_INSTRUCTION:_ Number every one of the records below as a list, one line per item, and drop any blank lines.
::::::
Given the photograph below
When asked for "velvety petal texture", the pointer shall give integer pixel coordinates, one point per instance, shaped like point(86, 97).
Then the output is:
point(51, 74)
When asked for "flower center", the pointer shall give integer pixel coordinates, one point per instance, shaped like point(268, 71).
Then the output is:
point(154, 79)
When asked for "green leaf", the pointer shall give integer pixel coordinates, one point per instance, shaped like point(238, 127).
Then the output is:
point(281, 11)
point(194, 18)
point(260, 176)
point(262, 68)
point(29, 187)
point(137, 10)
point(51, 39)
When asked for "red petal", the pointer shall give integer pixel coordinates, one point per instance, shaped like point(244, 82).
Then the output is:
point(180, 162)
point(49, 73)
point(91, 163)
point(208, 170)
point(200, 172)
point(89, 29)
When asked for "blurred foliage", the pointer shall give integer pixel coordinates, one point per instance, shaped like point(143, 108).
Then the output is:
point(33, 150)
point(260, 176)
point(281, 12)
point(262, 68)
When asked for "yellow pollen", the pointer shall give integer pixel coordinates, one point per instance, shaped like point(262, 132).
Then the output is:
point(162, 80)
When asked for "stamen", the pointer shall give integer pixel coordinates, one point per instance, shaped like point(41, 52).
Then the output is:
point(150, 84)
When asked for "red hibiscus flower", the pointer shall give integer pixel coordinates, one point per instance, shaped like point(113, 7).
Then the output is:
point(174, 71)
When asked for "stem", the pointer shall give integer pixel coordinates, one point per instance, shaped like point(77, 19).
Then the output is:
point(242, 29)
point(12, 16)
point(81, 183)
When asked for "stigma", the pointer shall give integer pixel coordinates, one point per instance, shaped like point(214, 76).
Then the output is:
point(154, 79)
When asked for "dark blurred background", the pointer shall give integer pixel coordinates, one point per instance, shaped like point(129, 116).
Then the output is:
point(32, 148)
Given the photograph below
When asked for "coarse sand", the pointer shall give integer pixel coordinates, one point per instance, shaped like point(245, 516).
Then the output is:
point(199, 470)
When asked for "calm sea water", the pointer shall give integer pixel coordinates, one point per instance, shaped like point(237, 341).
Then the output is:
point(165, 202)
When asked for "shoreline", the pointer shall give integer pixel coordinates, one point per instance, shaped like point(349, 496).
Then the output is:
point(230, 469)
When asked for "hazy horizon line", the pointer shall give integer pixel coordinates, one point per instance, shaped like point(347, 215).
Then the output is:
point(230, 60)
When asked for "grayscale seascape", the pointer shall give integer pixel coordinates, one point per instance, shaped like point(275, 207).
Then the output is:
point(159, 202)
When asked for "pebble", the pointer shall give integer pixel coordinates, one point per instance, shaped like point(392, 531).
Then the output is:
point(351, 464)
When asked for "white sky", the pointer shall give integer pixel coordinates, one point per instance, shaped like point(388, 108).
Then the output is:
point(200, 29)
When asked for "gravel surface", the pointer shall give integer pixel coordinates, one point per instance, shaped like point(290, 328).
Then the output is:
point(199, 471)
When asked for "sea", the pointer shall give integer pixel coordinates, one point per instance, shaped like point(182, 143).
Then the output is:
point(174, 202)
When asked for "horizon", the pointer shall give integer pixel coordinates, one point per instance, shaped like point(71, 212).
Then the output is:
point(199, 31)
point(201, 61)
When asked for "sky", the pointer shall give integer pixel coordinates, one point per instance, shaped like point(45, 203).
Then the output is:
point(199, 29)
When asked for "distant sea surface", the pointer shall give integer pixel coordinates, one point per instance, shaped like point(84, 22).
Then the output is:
::::::
_SOLUTION FOR THIS EXERCISE:_
1. Given the photograph below
2. When asked for "velvety petal texture", the pointer shall give integer pixel coordinates, one point per instance, shaped like point(86, 97).
3. Then the output is:
4. point(51, 74)
5. When asked for "flower center", the pointer shall give integer pixel coordinates, one point per instance, shaped like point(268, 71).
6. Then the output is:
7. point(154, 79)
8. When asked for "green leaf", the pointer shall give integer pixel coordinates, one point per instance, shaped like point(238, 127).
9. Then the output is:
10. point(281, 11)
11. point(194, 18)
12. point(260, 176)
13. point(262, 68)
14. point(29, 187)
15. point(137, 10)
16. point(51, 39)
17. When asked for "red petal", the pointer shall give integer pixel coordinates, one point per instance, shaped like point(244, 82).
18. Then the output is:
19. point(180, 162)
20. point(49, 73)
21. point(91, 163)
22. point(208, 170)
23. point(200, 172)
24. point(89, 29)
25. When asked for "blurred foliage", the pointer shall give integer pixel coordinates, one point per instance, shaped like point(143, 108).
26. Then the output is:
27. point(33, 150)
28. point(260, 176)
29. point(281, 12)
30. point(262, 68)
31. When asked for "yellow pollen", the pointer shall give integer pixel coordinates, one point per instance, shaped like point(262, 132).
32. Then the output is:
33. point(162, 80)
34. When asked for "stamen", the pointer shall give integer pixel coordinates, one point per instance, shaped like point(41, 52).
35. Then the output is:
36. point(150, 84)
37. When asked for "red hibiscus flower", the pointer shall give integer pixel coordinates, one point per instance, shaped like point(113, 7).
38. Then the output is:
39. point(174, 71)
40. When asked for "stem", the pointer shall give integer pixel coordinates, one point per instance, shaped like point(77, 19).
41. Then the output is:
42. point(242, 29)
43. point(12, 16)
44. point(81, 183)
45. When asked for "stigma", the pointer shall give integer pixel coordinates, one point per instance, shaped like point(214, 76).
46. Then the output is:
47. point(154, 79)
48. When asked for "dark blurred background", the pointer shall give integer pixel coordinates, one point per instance, shaped like point(129, 116).
49. Then the output is:
50. point(32, 148)
51. Given the photograph below
52. When asked for "coarse sand", the pointer shall give integer pixel coordinates, one point per instance, shaped like point(245, 516).
53. Then the output is:
54. point(199, 470)
55. When asked for "calm sea water", the pointer shall give integer pixel coordinates, one point per instance, shaped like point(237, 341).
56. Then the output is:
57. point(165, 202)
58. When asked for "shoreline", the pointer shall give integer pixel coordinates, one point per instance, shaped like point(349, 496).
59. Then the output is:
60. point(230, 469)
61. When asked for "hazy horizon line", the pointer shall give integer pixel coordinates, one point per instance, shaped like point(347, 215).
62. Then the output is:
63. point(230, 60)
64. When asked for "grayscale seascape", the pointer shall give integer pixel coordinates, one point per instance, shaped like point(275, 207).
65. Then the output is:
66. point(159, 202)
67. When asked for "pebble", the pointer shall give integer pixel coordinates, one point per instance, shaped like point(392, 531).
68. Then the output is:
69. point(351, 464)
70. When asked for "white sky", the pointer shall give integer pixel coordinates, one point per instance, shaped like point(388, 108).
71. Then the output is:
72. point(200, 29)
73. When asked for "gravel surface", the pointer shall give integer pixel coordinates, one point per instance, shaped like point(290, 328).
74. Then the output is:
75. point(199, 471)
76. When asked for "sea", the pointer shall give integer pixel coordinates, one point per instance, shaped like point(182, 143).
77. Then the output is:
78. point(174, 202)
79. When asked for "horizon", the pointer shall give integer pixel coordinates, one point per instance, shaped like point(71, 212).
80. Then the output is:
81. point(199, 31)
82. point(201, 61)
83. When asked for "sky", the pointer shall give integer pixel coordinates, one point per instance, shaped like point(45, 203).
84. Then the output is:
85. point(199, 29)
86. When asked for "distant sea surface", the pointer shall give integer pixel coordinates, one point per instance, shaped like point(84, 22).
87. Then the output is:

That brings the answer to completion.